(THE PROBLEM): Filter the entries beneath this task, copying only the lines that hold the word "patch".

(PROVIDED ENTRIES):
=== Begin Enclosure ===

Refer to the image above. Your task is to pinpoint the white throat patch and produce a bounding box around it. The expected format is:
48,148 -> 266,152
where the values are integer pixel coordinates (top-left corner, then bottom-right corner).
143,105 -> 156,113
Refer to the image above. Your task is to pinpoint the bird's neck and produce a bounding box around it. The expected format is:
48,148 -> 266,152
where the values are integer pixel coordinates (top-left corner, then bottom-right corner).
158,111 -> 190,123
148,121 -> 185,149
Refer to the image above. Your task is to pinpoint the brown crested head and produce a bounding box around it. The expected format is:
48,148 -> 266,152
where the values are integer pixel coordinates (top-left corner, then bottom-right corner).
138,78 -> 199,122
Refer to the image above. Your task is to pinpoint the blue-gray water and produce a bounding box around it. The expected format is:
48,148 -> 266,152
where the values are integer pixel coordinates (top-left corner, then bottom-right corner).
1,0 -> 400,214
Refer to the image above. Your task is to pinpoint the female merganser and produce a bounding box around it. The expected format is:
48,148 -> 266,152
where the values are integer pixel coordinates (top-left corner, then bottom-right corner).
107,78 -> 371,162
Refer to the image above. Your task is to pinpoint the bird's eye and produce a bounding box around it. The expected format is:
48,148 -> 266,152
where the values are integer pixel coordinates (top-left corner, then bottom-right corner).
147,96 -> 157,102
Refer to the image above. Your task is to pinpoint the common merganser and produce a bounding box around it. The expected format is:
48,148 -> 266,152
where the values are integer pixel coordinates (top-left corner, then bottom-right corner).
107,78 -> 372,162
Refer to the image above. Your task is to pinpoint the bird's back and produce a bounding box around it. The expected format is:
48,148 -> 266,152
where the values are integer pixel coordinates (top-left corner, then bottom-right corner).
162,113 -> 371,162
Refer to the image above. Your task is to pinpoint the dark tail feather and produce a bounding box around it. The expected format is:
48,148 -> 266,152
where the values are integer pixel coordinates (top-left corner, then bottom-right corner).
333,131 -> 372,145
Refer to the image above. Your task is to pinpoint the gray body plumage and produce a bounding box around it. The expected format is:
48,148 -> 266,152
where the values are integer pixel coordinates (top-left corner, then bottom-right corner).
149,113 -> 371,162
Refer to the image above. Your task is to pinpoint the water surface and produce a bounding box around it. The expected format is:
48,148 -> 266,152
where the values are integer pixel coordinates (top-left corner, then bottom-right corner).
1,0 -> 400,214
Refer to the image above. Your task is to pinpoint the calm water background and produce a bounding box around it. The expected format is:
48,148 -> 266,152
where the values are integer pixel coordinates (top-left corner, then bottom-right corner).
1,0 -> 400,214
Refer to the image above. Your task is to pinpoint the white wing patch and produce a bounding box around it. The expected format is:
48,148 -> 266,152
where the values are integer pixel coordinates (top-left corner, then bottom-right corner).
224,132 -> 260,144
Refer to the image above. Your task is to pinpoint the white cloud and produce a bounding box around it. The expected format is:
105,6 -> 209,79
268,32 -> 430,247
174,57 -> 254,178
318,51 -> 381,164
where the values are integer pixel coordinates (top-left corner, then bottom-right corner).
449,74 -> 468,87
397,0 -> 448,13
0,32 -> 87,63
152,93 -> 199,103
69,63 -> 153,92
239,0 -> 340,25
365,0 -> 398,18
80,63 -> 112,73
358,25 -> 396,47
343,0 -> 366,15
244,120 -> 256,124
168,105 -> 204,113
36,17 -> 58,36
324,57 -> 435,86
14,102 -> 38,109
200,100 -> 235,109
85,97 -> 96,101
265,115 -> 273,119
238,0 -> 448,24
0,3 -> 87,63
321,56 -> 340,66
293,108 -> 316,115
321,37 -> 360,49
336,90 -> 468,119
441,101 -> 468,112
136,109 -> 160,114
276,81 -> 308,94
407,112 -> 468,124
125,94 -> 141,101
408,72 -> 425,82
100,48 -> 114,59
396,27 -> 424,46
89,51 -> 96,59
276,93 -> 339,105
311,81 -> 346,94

=== End Enclosure ===

(EXPECTED OUTPUT):
Refer to the image above. Your task is to pinpoint the white throat patch and produce a bounding box around it. The expected format is:
Refer to the image above. Your task is to pinpoint the white wing patch and produce a bounding box around it. The expected format is:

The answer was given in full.